(Data records)
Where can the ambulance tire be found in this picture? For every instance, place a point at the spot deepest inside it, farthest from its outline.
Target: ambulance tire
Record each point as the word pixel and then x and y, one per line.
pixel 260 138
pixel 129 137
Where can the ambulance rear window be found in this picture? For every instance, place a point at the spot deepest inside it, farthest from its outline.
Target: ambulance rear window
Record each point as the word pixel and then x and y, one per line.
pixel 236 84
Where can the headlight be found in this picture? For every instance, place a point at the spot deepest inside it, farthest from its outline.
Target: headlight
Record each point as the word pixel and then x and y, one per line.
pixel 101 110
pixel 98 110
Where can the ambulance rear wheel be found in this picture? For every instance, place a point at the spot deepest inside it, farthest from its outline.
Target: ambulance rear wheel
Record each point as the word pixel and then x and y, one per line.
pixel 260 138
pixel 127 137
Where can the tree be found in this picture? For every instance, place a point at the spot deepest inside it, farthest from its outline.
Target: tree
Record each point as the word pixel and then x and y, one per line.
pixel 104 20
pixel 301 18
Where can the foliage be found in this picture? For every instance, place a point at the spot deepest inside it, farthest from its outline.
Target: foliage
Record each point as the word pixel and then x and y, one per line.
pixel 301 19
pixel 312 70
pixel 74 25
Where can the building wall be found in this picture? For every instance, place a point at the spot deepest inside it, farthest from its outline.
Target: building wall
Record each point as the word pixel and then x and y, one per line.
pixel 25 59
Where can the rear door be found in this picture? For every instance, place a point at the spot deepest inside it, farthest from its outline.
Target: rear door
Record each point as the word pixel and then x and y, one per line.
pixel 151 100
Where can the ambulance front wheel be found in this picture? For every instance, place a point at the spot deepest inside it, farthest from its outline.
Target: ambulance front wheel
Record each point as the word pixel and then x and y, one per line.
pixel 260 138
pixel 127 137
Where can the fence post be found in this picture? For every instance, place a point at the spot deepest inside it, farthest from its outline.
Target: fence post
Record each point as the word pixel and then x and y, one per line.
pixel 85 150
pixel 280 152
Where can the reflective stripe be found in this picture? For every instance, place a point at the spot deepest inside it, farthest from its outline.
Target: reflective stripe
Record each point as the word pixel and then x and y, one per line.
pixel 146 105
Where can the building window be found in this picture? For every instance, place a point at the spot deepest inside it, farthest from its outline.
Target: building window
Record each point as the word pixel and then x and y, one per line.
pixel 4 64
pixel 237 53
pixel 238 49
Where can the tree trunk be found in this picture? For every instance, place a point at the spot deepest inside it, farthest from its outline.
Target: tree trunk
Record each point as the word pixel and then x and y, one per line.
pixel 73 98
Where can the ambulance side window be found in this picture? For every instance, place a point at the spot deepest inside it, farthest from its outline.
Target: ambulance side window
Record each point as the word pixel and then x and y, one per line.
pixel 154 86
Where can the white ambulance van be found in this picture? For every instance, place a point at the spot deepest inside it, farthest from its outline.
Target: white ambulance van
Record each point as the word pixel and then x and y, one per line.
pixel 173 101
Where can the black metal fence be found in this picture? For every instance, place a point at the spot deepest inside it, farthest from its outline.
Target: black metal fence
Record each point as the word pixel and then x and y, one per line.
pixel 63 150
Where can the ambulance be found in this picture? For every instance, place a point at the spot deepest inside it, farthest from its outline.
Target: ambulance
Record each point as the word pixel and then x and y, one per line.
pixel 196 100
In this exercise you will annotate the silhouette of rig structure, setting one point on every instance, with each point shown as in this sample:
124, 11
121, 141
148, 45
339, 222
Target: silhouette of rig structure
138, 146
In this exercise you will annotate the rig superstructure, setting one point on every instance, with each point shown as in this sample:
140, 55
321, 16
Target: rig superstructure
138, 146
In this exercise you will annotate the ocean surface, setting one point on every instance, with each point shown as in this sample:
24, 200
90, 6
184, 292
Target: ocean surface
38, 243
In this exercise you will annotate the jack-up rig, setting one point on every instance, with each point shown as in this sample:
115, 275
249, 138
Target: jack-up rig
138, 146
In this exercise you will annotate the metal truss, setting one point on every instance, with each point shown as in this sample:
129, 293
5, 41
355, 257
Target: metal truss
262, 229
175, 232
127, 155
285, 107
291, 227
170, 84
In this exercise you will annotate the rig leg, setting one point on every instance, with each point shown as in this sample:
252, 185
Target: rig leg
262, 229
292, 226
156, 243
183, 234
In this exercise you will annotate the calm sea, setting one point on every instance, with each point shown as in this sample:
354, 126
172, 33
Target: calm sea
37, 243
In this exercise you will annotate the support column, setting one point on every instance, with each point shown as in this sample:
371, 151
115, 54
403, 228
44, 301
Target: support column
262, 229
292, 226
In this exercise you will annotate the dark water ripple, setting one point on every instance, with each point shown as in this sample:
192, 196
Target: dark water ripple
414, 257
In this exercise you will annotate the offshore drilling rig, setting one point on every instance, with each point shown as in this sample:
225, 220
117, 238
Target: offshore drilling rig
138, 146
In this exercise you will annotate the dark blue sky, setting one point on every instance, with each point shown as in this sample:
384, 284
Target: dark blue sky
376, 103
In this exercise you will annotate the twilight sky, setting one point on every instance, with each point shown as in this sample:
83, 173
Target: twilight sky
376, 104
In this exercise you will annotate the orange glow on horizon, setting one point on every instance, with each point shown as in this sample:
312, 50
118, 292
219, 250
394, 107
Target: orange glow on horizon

Task description
Give back the lines of the data exactly as they are written, from the first line through the line containing "Where can the headlight".

Result
Where can the ambulance tire be found in this picture? For every instance, place a point at the spot deepest inside it, farthest from its outline.
Target: ambulance tire
Record each point as the word pixel and then x and y, one per line.
pixel 260 138
pixel 129 137
Where can the ambulance rear window be found in this picture? For every instance, place a point at the spot deepest inside it, farthest from its outline.
Target: ambulance rear window
Record each point as the word pixel and then x and y, one per line.
pixel 236 84
Where can the headlight be found in this picture? For every instance, place a point at the spot deepest inside it, farthest from its outline.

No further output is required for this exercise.